Excerpts of location labeling data:
»»
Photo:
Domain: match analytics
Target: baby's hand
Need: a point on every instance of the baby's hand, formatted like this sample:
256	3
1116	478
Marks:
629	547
««
## Stated exercise
Rewrite the material above with "baby's hand" swapped for "infant's hand" everywhere it occurs, leaving everything else unchanged.

## Result of the exercise
Photo:
Domain: match analytics
Target: infant's hand
Need: a point on every instance of the infant's hand, formatted like this sample:
256	3
1116	478
Marks:
629	547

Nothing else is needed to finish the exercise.